> **INSTRUCTIONS**
- a) Summarize the data-loading instructions in two sentences.
- b) According to the data-loading instructions, which file types are supported for mapset files?
- c) Continue the data-loading instructions with the next steps after the one about choosing the header position.

(SELECTED TEXT Opens)

Drag and drop your germplasm name and germplasm external code from Data file fields to name and external_code respectively in the Germplasm Information table.
If you have information on species_name and type_name of your germplasm, you can drag and drop the information in the same way as shown in the screenshot below:

Note that both germplasm species_name and germplasm type_name are CV terms. Therefore, please make sure that the information provided for these two fields in your data files are same as described in the CV table.
Use the Property table below Germplam Information table to map the terms related to germpalm properties or metadata.
Drag and drop your additional germplasm fields from Data file fields into the Property field and click Next.
Skip mapping terms to DNA Sample Information table and just click Next.
Click Finish to load the germplasm file to the database. You may need to log into the server to submit the file.

Loading DNA Sample Metadata

Select Wizards | DNA Sample Wizard.
Select PI, Project, and Experiment.
Select file to load. For additional information, refer to Selecting the file to load.

Selecting the DNA sample file to load

For local files, click Browse to browse to your file, or drag and drop the file into the file list box. If you select the wrong file, check the checkbox next to the file, then click Remove Selected File(s).
For large files, load them from the files folder in your crop server environment. Create a new folder under the files folder, then copy the folder name to the Remote Path field.
If you are loading many files with the exact same format, create a template at the end of the wizard process, then save it for future use. Use templates with caution; they do not key off matching field names, but do key off row and column positions. Ensure that when you use a template, your metadata fields and data are in the exact same columns as when your template was made.
Select the file format from the File Format drop-down menu. .txt and .csv files are supported for mapset files.
Click Preview Data. For local files, you must log into your crop server. For remote files already placed in the crop server file folder, you already are logged in and do not need to log in again.
The top left hand section of your file is now viewable in the preview section. Expand the columns to view the headers.
Select the header position from the Header Position drop-down menu. For all mapset files, the headers must be in the TOP position.

(SELECTED TEXT Closes)
(STUDY MATERIAL Opens)

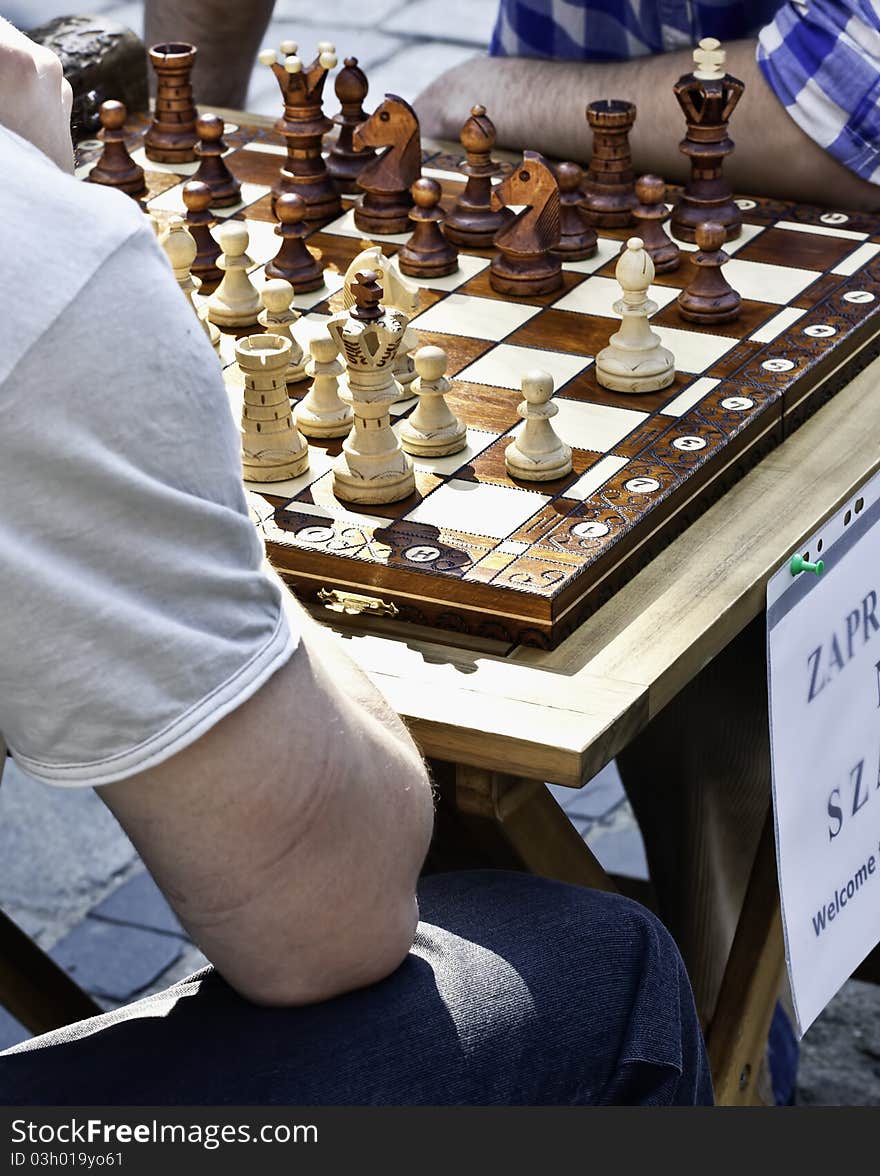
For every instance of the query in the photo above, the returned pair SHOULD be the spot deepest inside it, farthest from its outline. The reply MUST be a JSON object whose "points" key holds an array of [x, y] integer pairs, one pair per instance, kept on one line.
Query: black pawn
{"points": [[472, 220], [115, 168], [293, 261], [650, 214], [710, 298], [427, 253], [344, 162], [577, 236], [200, 220], [225, 188]]}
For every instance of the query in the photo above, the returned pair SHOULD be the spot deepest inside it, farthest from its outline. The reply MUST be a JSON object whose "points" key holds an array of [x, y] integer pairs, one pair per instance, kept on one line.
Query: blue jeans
{"points": [[518, 990]]}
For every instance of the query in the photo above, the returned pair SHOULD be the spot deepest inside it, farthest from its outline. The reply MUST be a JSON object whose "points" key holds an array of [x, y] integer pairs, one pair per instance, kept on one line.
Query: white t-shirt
{"points": [[135, 605]]}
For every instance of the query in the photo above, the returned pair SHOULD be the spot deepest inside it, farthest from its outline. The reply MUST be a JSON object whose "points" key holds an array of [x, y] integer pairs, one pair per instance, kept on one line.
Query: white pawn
{"points": [[433, 431], [272, 448], [235, 302], [180, 249], [538, 454], [321, 413], [634, 359], [278, 318]]}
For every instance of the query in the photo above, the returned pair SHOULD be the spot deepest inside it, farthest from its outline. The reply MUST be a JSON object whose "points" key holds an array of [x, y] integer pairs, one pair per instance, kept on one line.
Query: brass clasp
{"points": [[353, 603]]}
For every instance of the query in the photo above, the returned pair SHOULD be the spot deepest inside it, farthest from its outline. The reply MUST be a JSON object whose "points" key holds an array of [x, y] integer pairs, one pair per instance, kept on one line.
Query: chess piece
{"points": [[200, 220], [433, 431], [172, 135], [650, 215], [277, 318], [304, 126], [225, 188], [179, 247], [610, 194], [344, 162], [538, 454], [634, 359], [372, 466], [708, 298], [707, 97], [427, 253], [472, 220], [321, 413], [293, 261], [399, 293], [235, 302], [525, 262], [115, 168], [387, 180], [272, 448], [577, 236]]}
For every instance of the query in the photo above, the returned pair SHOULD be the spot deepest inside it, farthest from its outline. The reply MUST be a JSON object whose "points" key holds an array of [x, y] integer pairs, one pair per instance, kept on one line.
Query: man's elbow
{"points": [[358, 960]]}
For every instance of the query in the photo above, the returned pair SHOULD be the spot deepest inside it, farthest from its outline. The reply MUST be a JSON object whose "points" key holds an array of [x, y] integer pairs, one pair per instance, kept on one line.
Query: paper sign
{"points": [[824, 667]]}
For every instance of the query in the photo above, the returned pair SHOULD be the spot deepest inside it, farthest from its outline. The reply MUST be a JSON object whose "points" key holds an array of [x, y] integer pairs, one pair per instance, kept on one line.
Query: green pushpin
{"points": [[800, 565]]}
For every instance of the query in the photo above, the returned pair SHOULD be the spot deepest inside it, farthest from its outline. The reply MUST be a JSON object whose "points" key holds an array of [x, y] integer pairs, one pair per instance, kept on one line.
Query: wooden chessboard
{"points": [[474, 550]]}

(STUDY MATERIAL Closes)

> **TASK-BY-TASK ANSWERS**
- a) The data-loading instructions explain how to map germplasm name, external code, species, type (the last two must match the CV table), and any added properties, then click Finish to load the germplasm file. They then start the DNA Sample Wizard, covering selection of PI, project, and experiment, choosing a local or remote file, templates, file format, previewing the data, and setting the header position to TOP.

- b) .txt and .csv files.

- c)
Select the Field header coordinate by clicking the row of the column headers in the file preview. The row number is returned in the Field header coordinate field. The row count starts at 0.
Click Next to map data to the database fields as shown in the screenshot below:

Mapping DNA Sample Metadata

Click Next without mapping any terms related to Germplasm and go to DNAsample Information table directly.
The mandatory fields for both DNASample Informationa and DNArun/DS_DNArun Information are highlited with bluish green (cyan) color. The left box shows the terms from your data file.
Drag and drop your dnasample_name, germplasm_external code, and dnasample_number from Data file fields to name, external_code, number, respectively in the DNAsample Information table.
If you have information on dnasample_platename, dnasample_well_col, dnasample_well_row are available in your data file, you can drag and drop the information in the same way as shown in the screenshot below:
Drag and drop your DNArun_name, dnasample_name, dnasample_number from Data file fields to name, dnasample_name, number, respectively in the DNArun/DS_DNArun Information table.
If you have information on dnasample_platename, dnasample_well_col, dna_well_row are available in your data file, you can drag and drop the information in the same way as shown in the screenshot above.
Use the Property table which is given below DNAsample Information table and DNArun/DS_DNArun Information table to map the terms related to DNA sample and DNArun properties .
Drag and drop your additional germplasm fields from Data file fields into the Property field and click Next.
Skip mapping terms to DNA Sample Information table and just click Next.
Click Finish to load the germplasm file to the database. You may need to log into the server to submit the file.